TEXTO DO DOCUMENTO:
Foto e legenda publicadas com o texto
Rio Cubatão, passado e presente
1950: Tarde de verão. Um bando de garças procura pequenos
peixes nas margens do Rio Cubatão. Vários pássaros, como sabiás, sanhaços e curiós, cantam nas matas ao redor. Num barco
de madeira, o grupo de pescadores faz silêncio. Sabem que cardumes de robalo percorrem as águas salobras. Já fisgaram alguns utilizando iscas vivas.
O Sol começa a procurar o poente. O menino Cajé mergulha com seus amigos e é observado pelo garoto João, de 16 anos, que
também pesca com sua varinha. O quadro é de rara beleza: um reflexo dourado invade as águas e o cheiro forte de vegetação impregna o ar. O silêncio
só é quebrado pelo salto das tainhas ou pelas algazarras dos meninos.
1984: O cheiro de óleo é sentido por toda parte. A fumaça
impede até a completa visão do rio, já que ninguém mais se arrisca a percorrê-lo em embarcações. As margens estão negras, forradas por óleos e
outros poluentes. O barulho dos caminhões e das indústrias substitui o canto dos pássaros. Não há mais aves ou sequer vegetação nas margens. Nas
águas, o oxigênio é raro. O leito do rio é depósito de um verdadeiro coquetel de agentes químicos. Os peixes sumiram faz tempo. O
Rio Cubatão está morto. E pior: ainda leva a morte para além de sua foz.

LISTA DE TAREFAS:
a: Responda às perguntas abaixo com base no texto sobre o Rio Cubatão.
(i) Em 1950, que peixe os pescadores sabem que percorre as águas salobras?
(ii) Qual é a idade do garoto João?
(iii) Em 1984, o que substitui o canto dos pássaros?
b: Prolongue o texto sobre o Rio Cubatão com alguns parágrafos que comecem logo após a sua última frase.

DADOS FORNECIDOS:

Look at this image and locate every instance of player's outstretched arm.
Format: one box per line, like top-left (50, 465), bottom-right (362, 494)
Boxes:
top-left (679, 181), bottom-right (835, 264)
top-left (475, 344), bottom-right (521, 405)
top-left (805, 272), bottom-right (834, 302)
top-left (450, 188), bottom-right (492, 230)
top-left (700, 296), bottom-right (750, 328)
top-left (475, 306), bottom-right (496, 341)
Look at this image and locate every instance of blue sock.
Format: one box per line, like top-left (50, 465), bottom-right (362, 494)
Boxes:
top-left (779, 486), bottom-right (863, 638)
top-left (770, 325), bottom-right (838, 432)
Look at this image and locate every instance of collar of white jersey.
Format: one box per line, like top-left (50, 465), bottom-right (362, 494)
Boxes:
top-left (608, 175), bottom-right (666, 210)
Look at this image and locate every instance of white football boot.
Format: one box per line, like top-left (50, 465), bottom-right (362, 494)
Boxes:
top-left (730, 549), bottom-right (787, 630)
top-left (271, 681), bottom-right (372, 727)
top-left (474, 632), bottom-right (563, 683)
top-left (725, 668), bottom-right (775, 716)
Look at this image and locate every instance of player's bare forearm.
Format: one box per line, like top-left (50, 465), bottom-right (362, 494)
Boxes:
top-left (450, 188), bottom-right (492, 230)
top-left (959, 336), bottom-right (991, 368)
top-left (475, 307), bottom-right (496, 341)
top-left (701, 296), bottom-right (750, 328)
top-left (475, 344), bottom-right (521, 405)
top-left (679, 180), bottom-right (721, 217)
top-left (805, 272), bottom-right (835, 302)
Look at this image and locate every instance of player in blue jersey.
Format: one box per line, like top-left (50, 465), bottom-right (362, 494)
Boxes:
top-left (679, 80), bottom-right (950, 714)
---
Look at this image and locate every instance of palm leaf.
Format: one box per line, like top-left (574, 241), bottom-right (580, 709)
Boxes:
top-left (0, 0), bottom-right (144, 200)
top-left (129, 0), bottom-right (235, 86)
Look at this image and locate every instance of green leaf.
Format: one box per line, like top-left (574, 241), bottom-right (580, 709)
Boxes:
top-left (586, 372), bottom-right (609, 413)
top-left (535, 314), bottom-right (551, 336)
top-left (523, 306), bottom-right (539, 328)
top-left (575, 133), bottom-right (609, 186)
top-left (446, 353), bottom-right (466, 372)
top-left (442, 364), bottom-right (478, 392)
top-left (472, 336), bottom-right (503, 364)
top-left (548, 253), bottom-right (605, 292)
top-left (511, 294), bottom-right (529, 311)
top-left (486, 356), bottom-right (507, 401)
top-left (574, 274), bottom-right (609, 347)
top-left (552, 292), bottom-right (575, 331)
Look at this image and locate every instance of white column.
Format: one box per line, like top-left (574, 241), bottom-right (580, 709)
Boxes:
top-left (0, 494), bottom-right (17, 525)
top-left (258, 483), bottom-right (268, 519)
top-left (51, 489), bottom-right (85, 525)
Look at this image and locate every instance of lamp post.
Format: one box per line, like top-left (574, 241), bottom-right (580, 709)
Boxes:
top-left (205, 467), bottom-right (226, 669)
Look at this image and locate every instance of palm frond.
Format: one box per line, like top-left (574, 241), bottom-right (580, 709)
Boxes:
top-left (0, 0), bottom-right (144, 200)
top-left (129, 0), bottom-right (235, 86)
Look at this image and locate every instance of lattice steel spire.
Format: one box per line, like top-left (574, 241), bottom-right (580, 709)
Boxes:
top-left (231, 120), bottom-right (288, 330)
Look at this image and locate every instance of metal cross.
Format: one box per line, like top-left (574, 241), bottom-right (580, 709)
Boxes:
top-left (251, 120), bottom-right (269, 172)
--
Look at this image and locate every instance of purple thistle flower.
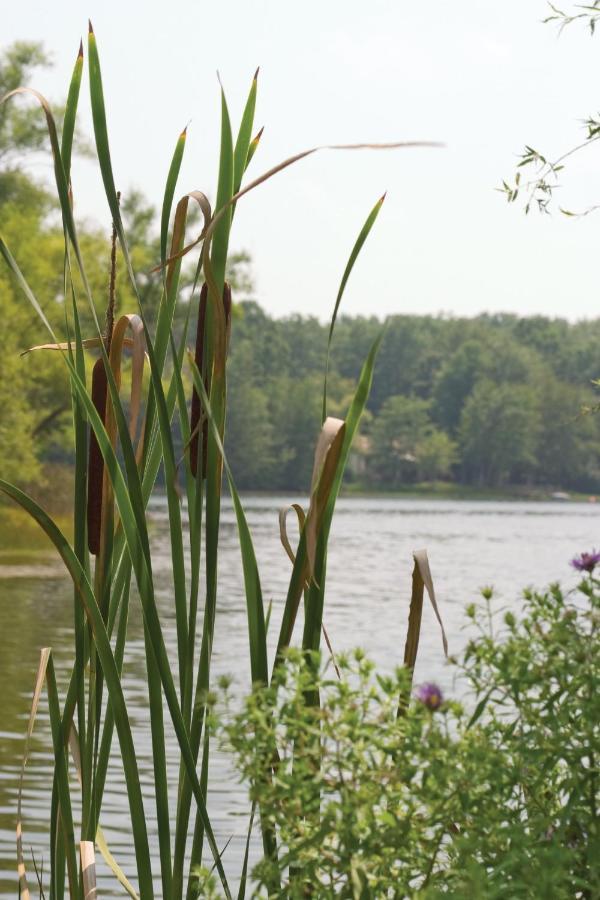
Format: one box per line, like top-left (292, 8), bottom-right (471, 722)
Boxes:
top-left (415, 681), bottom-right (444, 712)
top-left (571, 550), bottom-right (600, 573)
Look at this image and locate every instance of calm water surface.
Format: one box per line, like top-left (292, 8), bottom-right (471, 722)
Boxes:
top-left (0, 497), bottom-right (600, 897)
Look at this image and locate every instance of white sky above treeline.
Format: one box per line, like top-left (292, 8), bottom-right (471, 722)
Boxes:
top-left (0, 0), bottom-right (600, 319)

RESPOSTAS POR TAREFA:
a:
(i) O robalo, cujos cardumes percorrem as águas salobras.
(ii) João tem 16 anos.
(iii) O barulho dos caminhões e das indústrias substitui o canto dos pássaros.

b:
Entre os anos 50 e os dias de hoje muita coisa mudou em Cubatão. Dos tempos das fartas
pescarias, dos bananais e dos pés de tangerina, resta pouco. O quadro agora é outro. Foram implantadas 24 indústrias, num
total de 111 unidades de produção. Surgiram e se extinguiram milhares de empregos. O pólo industrial foi de vital importância para o desenvolvimento
econômico da Baixada Santista.
Na esteira desse desenvolvimento surgiram, entretanto, diversos problemas,
principalmente de ordem social e ambiental. O desemprego que se seguiu à fase de implantação das fábricas originou o processo de ocupação dos morros
e mangues e os resultados são os deslizamentos na serra e a recente tragédia de Vila Socó, onde morreram, oficialmente, 93
pessoas.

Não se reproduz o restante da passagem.